Excerpts from a dataset:
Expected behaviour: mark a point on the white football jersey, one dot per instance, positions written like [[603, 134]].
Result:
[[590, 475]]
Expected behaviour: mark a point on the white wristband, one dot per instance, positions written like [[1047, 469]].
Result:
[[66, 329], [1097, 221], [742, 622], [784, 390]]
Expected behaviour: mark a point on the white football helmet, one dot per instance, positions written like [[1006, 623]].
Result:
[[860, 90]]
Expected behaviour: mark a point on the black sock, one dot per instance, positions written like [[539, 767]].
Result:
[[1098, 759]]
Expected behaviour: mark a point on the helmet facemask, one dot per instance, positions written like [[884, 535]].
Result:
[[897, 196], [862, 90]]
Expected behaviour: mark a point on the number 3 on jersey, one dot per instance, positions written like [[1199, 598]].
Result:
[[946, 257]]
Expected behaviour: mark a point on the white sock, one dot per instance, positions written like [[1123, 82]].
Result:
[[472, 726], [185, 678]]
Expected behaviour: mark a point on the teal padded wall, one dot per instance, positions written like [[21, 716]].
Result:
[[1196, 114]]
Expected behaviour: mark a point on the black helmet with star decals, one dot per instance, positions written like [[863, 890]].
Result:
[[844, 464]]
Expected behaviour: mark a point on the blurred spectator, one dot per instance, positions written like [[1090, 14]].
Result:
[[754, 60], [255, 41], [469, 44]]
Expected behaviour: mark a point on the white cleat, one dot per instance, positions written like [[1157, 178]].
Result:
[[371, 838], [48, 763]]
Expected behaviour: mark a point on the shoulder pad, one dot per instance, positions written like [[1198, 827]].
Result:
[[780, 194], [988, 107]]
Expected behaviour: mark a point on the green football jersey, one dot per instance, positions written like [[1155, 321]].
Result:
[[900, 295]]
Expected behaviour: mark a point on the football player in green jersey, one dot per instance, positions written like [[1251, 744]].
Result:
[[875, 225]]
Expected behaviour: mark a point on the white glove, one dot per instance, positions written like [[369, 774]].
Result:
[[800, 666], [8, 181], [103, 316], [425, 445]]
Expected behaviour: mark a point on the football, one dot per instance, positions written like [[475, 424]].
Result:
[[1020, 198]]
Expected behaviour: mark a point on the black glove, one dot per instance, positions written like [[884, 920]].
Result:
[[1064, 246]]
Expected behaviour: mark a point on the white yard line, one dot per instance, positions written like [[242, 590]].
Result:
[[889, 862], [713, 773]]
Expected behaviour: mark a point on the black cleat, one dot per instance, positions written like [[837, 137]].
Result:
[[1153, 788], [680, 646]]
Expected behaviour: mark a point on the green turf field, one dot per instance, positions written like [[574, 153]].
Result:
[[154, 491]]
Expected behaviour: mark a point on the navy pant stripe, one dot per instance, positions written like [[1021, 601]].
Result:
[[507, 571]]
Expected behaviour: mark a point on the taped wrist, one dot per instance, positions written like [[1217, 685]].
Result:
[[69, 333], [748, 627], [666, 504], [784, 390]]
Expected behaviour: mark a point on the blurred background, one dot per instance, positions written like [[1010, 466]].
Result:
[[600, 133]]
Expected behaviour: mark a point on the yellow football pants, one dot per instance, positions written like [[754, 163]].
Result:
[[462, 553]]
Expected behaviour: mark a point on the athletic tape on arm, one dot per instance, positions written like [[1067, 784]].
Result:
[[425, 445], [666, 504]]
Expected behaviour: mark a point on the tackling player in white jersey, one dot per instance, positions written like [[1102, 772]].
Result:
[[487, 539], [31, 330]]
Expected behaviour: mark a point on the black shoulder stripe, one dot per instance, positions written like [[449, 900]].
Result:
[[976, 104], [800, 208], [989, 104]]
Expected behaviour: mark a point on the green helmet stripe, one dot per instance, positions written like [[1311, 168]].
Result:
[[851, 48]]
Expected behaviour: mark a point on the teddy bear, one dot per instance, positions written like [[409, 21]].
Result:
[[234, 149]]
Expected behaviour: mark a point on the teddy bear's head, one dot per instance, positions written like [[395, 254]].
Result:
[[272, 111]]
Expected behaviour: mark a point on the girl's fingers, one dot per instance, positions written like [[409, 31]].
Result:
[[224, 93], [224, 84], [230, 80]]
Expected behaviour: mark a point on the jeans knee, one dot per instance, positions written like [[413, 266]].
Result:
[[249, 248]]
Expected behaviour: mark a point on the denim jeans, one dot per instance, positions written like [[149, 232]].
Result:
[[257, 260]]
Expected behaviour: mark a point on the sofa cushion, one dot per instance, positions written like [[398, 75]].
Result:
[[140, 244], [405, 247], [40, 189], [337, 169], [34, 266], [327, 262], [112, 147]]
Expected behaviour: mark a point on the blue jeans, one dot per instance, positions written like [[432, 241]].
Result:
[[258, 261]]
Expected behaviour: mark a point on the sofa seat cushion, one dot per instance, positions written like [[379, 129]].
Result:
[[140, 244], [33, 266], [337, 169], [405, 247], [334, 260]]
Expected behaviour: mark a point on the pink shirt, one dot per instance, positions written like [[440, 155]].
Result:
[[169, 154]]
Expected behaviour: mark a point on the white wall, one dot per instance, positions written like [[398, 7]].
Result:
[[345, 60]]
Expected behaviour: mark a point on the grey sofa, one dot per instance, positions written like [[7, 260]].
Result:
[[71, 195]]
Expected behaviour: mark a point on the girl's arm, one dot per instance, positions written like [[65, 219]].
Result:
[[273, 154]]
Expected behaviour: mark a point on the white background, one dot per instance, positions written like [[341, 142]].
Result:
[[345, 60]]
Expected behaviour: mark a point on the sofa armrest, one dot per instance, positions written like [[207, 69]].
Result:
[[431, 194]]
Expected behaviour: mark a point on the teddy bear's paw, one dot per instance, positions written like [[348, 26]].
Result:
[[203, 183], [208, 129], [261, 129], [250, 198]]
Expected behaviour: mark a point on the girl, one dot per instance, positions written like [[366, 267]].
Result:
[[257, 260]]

- [THE TASK]: Set down every record above exactly as written.

- [PROBLEM SOLUTION]:
Expected behaviour: mark a point on the white football jersey, one dot per instance, positions written like [[603, 134]].
Result:
[[590, 475]]
Expected behaviour: mark a point on the white wristband, one dot per instance, positions written like [[1047, 469]].
Result:
[[66, 329], [1097, 221], [742, 622], [784, 390]]
Expected behaviour: mark a point on the white football helmet, one dot per instance, positions written like [[1006, 623]].
Result:
[[860, 90]]
Expected behaviour: mark a point on the black sock, one dot per instance, positions written like [[539, 767]].
Result:
[[1098, 759]]
Expected behaviour: mark a point on the helmet facemask, one dot per instance, positions written like [[884, 535]].
Result:
[[897, 196], [862, 90]]
Expected behaviour: mark a point on the number 3 on jersey, one dot per instance, positions written like [[1199, 598]].
Result:
[[946, 257]]
Expected behaviour: mark a point on the white sock, one dot per instance, positions written like [[1123, 82]].
Result:
[[472, 726], [185, 678]]
Expected behaviour: mark a point on the teal padded wall, one dot per instance, positions written like [[21, 716]].
Result:
[[1196, 114]]
Expected behaviour: mark a point on the black helmet with star decals, one dot per instance, positions written like [[863, 890]].
Result:
[[844, 464]]
Expected behaviour: mark a point on the blurred spectator, one dot per instance, positions written like [[1090, 14]].
Result:
[[754, 60], [255, 41], [469, 44]]
Expected behaviour: mark a point on the white cleat, one dot per instance, positions written like [[1157, 178]].
Result:
[[371, 838], [48, 763]]
Expected behaviour: mark a point on the shoulder pad, one dot per instance, positions written like [[1198, 827]].
Result:
[[780, 194], [988, 107]]
Expected behaviour: mark a point on the green football jersey, one dot per instance, positions written like [[1155, 321]].
Result:
[[900, 295]]
Expected behaviour: mark a point on the football player in green jersey, one dot per instance, positions written like [[1251, 744]].
Result:
[[875, 225]]
Expected behaviour: mark a point on the white glove, one dot per instance, positions written like [[369, 774]].
Result:
[[800, 666], [8, 181], [103, 316], [425, 445]]
Expected behaviour: mark a point on the football, one dot per instance, positions written like [[475, 424]].
Result:
[[1020, 198]]
Expected behaviour: mark a point on the black glove, one dot per instance, positions written like [[884, 920]].
Result:
[[1064, 246]]
Expected behaviour: mark a point on the white yard line, one dot per instance, positions written like [[242, 590]].
Result:
[[889, 862], [713, 773]]
Expected behaviour: mark a point on the black cleat, one dot per instance, positions written like [[837, 137]].
Result:
[[1153, 788], [680, 646]]
Expected behaviour: mark a point on the green turf field, one dot per instance, positions written like [[574, 153]].
Result:
[[154, 491]]
Expected behaviour: mark a point on the navy pant stripe, one dot per instance, positions written like [[1021, 601]].
Result:
[[507, 571]]
Expected behaviour: mark a point on the taped wrist, one dot per instance, positions written like [[1217, 685]].
Result:
[[69, 333], [748, 627], [666, 504], [784, 390]]
Expected behaviour: mark a point on the blurred background, one dot per instance, positions written like [[1010, 466]].
Result:
[[600, 133]]
Expected behaviour: mark a point on the yellow football pants, one dot per instance, positions written like [[754, 163]].
Result:
[[462, 553]]
Expected behaviour: mark a point on the athletic tape on arm, one dot per instance, positions written like [[1067, 784]].
Result:
[[425, 445], [666, 504]]
Expected behaviour: mark a point on the tackling player in white jersey, one dot per instance, positions written like [[1102, 772]].
Result:
[[487, 539], [31, 330]]
Expected behaviour: mark a point on the black shoulder stripe, one dot per instance, positions written like [[449, 900]].
Result:
[[976, 104], [800, 208], [989, 104]]
Expected behaviour: mark a point on the green helmet stripe, one dot per instance, positions written like [[1311, 168]].
Result:
[[851, 48]]
Expected behaviour: mark a point on the teddy bear, one dot per instance, positions written like [[409, 21]].
Result:
[[234, 149]]
Expected behaviour: mark a point on the teddy bear's head, one dot per instance, positions written like [[395, 254]].
Result:
[[272, 111]]
Expected behaviour: mark a point on the girl's fingers, one dot per instance, positions written like [[409, 31]].
Result:
[[224, 93], [224, 84], [230, 80]]
Expected behaviour: mark a point on the jeans knee, one dot per instance, positions written like [[413, 266]].
Result:
[[249, 248]]
Expected behaviour: mark a point on the denim jeans, one dot per instance, positions written like [[149, 232]].
Result:
[[257, 260]]
Expected behaviour: mark a point on the sofa cushion, one dot per instance, positions written like [[398, 75]].
Result:
[[140, 244], [405, 247], [40, 189], [337, 169], [34, 266], [327, 262], [112, 147]]
Expected behaviour: mark a point on the blue jeans, one dot per instance, positions written like [[432, 241]].
Result:
[[258, 261]]
Expected behaviour: mark a point on the sofa seat cushion, one dot per instance, positions written like [[379, 129]].
Result:
[[140, 244], [33, 266], [337, 169], [405, 247], [334, 260]]
Expected behaviour: mark a point on the pink shirt, one dot per instance, positions written like [[440, 155]].
Result:
[[169, 154]]
Expected behaviour: mark a point on the white wall, one dot per instance, positions written like [[398, 7]].
Result:
[[345, 60]]
Expected behaviour: mark a point on the grey sofa, one dot per instance, positions written like [[7, 260]].
Result:
[[71, 195]]
Expected behaviour: mark a point on the girl's arm, one dot per instance, positions written like [[65, 219]].
Result:
[[273, 154]]
Expected behaviour: mark a point on the white background, one dot per instance, positions written like [[341, 142]].
Result:
[[345, 60]]
Expected behaviour: mark a point on the sofa armrest, one dot per instance, positions written like [[207, 69]].
Result:
[[431, 194]]
Expected behaviour: mark a point on the teddy bear's paw, one dot per instance, positions written like [[348, 26]].
Result:
[[203, 183], [208, 129], [261, 129], [250, 198]]
Expected behaviour: mark a point on the girl, one dot per instance, positions written like [[366, 267]].
Result:
[[257, 260]]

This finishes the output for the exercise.